Dari Insecure sampai Bersyukur: Sebuah Perjalanan Self-Love

Dari kecil sampai umurku menuju seperempat abad ini, aku sering banget dengar frasa love yourself, accept yourself, believe yourself bahkan sekarang sangat familiar dengan gerakan self-love. Memangnya apa sih maksudnya? Menyukai diri sendiri apapun bentuknya? Merasa cukup dengan semua hal dalam diri? Percaya bahwa diri sendiri mampu melakukan berbagai hal meskipun banyak kekurangan? Mari kita akui bahwa sulit sekali mengimplementasi kalimat-kalimat tersebut ke dalam kehidupan kita.


Cerita ini adalah sudut pandangku, perjalanan satu persatu pertanyaanku tentang mencintai diri sendiri terjawab dengan rentetan peristiwa yang tidak mudah kulalui sama sekali. 


Namun, sebelum sampai pada turning-point itu, aku pernah ada di titik tertinggi insecure. Selalu tidak pernah merasa cukup dengan diri sendiri. Selalu membandingkan kehidupanku dengan orang lain. Merasa tidak cukup cantik, tidak cukup pintar, tidak cukup berbakat, tidak cukup menyenangkan untuk disukai orang. Perasaan tersebut menggumpal begitu besar sampai aku mendorong banyak orang menjauh karenanya. Aku tidak menyalahkan mereka yang pergi. Aku belakangan menyadari, bagaimana aku bisa mencintai orang lain dan berharap mereka tetap tinggal kalau aku saja tidak tahu bagaimana mencintai diriku sendiri?



Kepergian orang-orang tersebut menamparku sedemikian keras. Ada masa-masa mataku sebesar bola bekel di pagi hari karena menangis semalaman. Ada masa-masa aku tidak mampu bangun dari tempat tidur karena kesedihan mengikatku di keempat sisi tiang ranjang. Ada masa-masa aku tidur 14 jam sehari karena tidak mau bangun menghadapi kenyataan bahwa semua orang meninggalkanku, yang juga semakin mengkonfirmasi aku memang tidak pernah cukup untuk semua orang. 


Sejatuh-jatuhnya aku, semesta mana peduli dan mana mau tau. Ia tetap berputar tanpa ampun. Berlari cepat meninggalkanku yang tersungkur di tanah. Semesta pula yang memaksaku pelan-pelan merangkak bangkit. Aku menyadari tidak akan ada siapapun atau apapun yang akan menghentikan waktu, sebentaaar saja, menunggu sampai aku sembuh. Atau tidak akan ada seseorang yang tiba-tiba memberiku obat penawar yang dalam sekejap bisa mengurangi perih lukanya. Tidak akan pernah ada. Maka, aku pelan-pelan berdiri, pelan-pelan memaksa kakiku melangkah, pelan-pelan beraktifitas seperti aku tidak pernah hidup hanya makan-tidur-menangis berhari-hari. Dari situ aku mulai banyak membaca buku dan artikel, mendengarkan podcast, serta menonton banyak video bertema self-help, termasuk artikel dan video dari Satu Persen. Inilah caraku menolong diriku sendiri. Kalau bukan aku, siapa lagi? Ini juga yang kusebut pelajaran pertamaku menuju self-love; to be able to pour myself knowledge of how to survive from grief is a form of self-love.

(SASARAN)
**1.** Tampilkan bagian esai self-love mulai dari "Cerita ini adalah" sampai "kulalui sama sekali.", persis tanpa perubahan.
**2.** Ringkas paragraf esai self-love yang diawali "Kepergian orang-orang tersebut" menjadi daftar butir singkat, dengan tetap mempertahankan fakta utamanya.

(CUPLIKAN DATA)
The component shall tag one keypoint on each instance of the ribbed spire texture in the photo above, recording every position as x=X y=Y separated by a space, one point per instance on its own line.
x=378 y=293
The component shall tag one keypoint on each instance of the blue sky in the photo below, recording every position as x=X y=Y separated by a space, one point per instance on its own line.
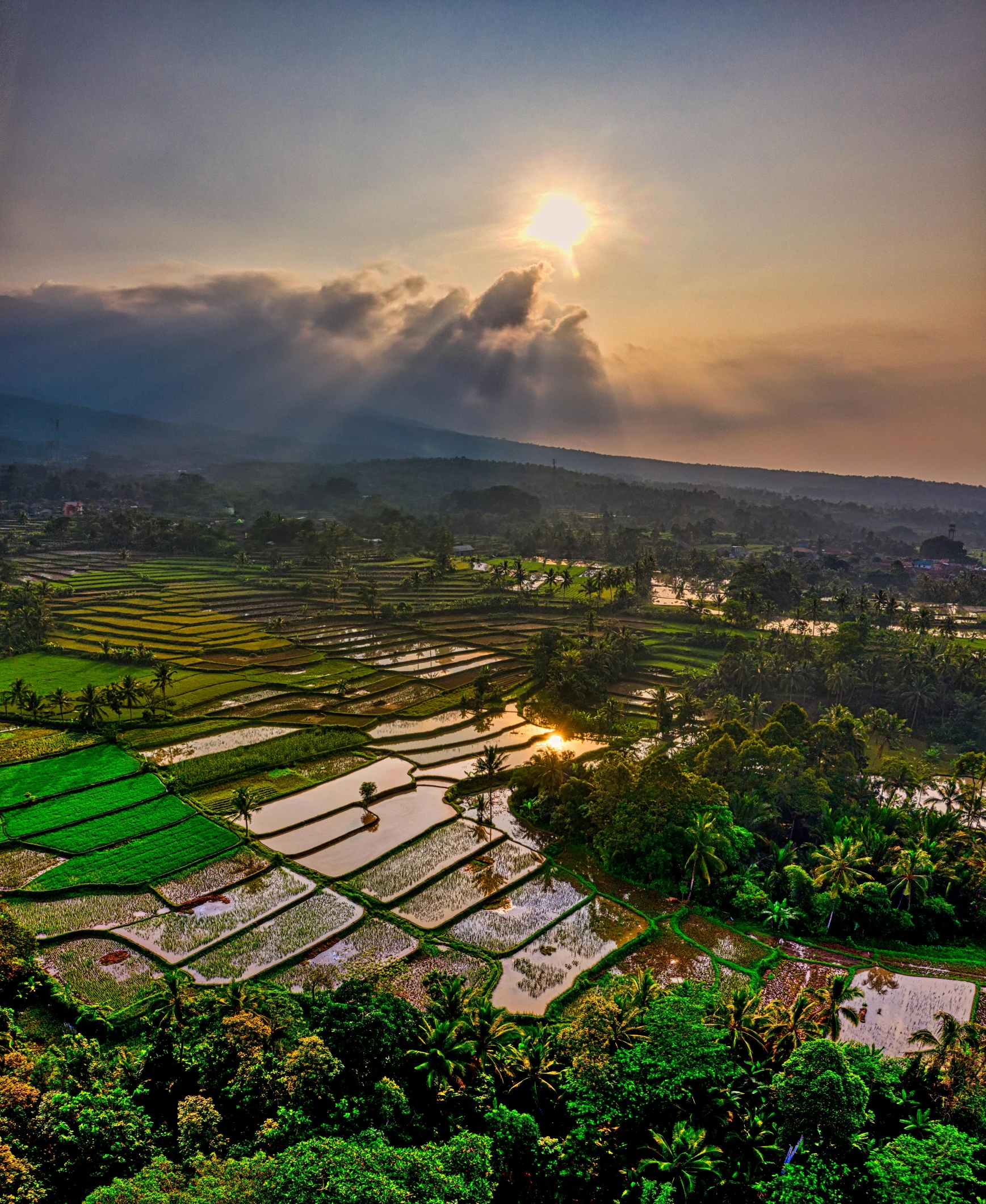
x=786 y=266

(JAWABAN LENGKAP)
**1.**
Cerita ini adalah sudut pandangku, perjalanan satu persatu pertanyaanku tentang mencintai diri sendiri terjawab dengan rentetan peristiwa yang tidak mudah kulalui sama sekali.

**2.**
- Kepergian orang-orang itu sangat memukul penulis.
- Pernah ada masa matanya bengkak di pagi hari karena menangis semalaman.
- Pernah ada masa ia tak sanggup bangun dari tempat tidur karena kesedihan.
- Pernah ada masa ia tidur 14 jam sehari agar tidak perlu menghadapi kenyataan bahwa semua orang meninggalkannya.
- Kenyataan itu makin meyakinkannya bahwa ia tidak pernah cukup bagi semua orang.